EXERCISE DETAILS
Pull out every line in the entries below that contains the word "utensil", copying each one unchanged.

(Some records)

START

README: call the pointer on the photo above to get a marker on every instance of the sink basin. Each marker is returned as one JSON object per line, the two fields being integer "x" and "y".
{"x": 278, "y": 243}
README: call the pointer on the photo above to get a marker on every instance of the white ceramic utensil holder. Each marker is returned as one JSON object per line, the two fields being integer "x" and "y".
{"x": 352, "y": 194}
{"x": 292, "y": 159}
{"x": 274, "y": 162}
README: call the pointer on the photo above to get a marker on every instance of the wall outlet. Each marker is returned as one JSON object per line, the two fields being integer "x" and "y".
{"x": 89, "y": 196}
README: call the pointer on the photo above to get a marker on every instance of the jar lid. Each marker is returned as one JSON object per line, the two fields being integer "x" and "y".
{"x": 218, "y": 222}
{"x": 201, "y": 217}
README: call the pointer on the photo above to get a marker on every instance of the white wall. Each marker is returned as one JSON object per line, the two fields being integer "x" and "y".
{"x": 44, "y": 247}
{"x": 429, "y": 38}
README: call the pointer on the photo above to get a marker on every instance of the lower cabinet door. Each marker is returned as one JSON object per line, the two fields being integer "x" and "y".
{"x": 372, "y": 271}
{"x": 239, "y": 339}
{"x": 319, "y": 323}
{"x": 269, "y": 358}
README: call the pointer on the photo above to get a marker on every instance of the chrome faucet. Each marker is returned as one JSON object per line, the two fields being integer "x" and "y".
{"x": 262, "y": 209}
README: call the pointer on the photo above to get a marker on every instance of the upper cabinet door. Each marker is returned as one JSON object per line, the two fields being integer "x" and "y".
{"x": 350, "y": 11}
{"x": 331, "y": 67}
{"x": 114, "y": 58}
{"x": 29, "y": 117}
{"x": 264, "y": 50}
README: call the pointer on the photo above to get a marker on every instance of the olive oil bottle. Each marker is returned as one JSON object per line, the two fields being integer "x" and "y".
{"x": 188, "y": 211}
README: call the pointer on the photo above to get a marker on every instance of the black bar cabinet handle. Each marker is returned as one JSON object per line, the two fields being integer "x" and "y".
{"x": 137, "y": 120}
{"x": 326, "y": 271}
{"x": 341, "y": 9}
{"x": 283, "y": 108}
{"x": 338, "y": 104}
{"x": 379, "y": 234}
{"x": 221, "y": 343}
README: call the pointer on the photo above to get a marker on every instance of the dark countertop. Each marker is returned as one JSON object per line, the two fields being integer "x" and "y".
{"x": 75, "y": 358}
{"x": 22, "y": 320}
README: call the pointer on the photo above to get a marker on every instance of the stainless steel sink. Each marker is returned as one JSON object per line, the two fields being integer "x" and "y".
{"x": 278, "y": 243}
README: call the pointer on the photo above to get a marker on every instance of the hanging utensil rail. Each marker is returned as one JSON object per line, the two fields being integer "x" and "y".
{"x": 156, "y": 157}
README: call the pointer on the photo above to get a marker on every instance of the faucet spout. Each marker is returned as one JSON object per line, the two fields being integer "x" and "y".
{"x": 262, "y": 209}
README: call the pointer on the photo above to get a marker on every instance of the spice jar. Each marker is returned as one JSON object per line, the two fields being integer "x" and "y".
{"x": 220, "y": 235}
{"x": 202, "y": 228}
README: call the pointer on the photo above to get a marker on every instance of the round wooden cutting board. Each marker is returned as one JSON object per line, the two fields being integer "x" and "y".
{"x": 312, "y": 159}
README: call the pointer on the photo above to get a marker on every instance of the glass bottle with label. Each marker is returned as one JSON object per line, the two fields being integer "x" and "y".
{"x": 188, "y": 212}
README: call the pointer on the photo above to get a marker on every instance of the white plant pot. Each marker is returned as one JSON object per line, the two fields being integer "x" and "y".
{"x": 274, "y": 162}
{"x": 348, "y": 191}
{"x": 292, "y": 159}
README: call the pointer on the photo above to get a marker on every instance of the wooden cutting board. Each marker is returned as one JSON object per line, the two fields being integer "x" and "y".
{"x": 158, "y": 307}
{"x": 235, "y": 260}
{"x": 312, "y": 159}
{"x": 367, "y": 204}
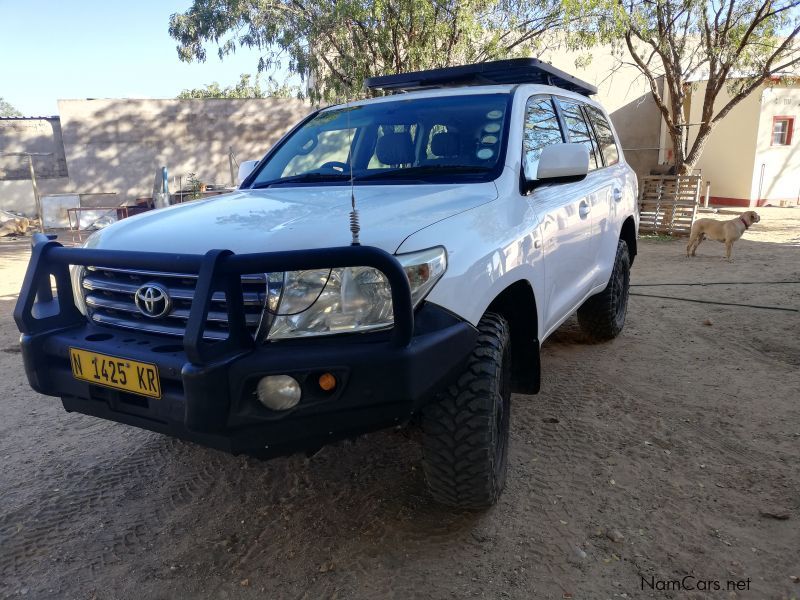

END

EXERCISE SOLUTION
README: call the pointer on the photo above to get a marker on every instance of the white ceramic utensil holder. Each marker is returned as one JSON object per line, the two fields being integer "x" and "y".
README: call the pointer on the photo above to get a marker on every instance of the hanging utensil rail. Each marker is returned as one JSON object per line, the two fields being integer "x" and "y".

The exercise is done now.